• [DATASET EXCERPTS]
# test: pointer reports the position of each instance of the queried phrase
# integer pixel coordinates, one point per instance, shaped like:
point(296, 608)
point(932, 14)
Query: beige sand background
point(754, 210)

• [PROBLEM DETAILS] Output these and nothing else: the lines from the one holding "point(296, 608)" through the final line of the entries above, exactly as they appear.

• [SOLUTION TO THIS TASK]
point(296, 608)
point(932, 14)
Query: beige sand background
point(754, 210)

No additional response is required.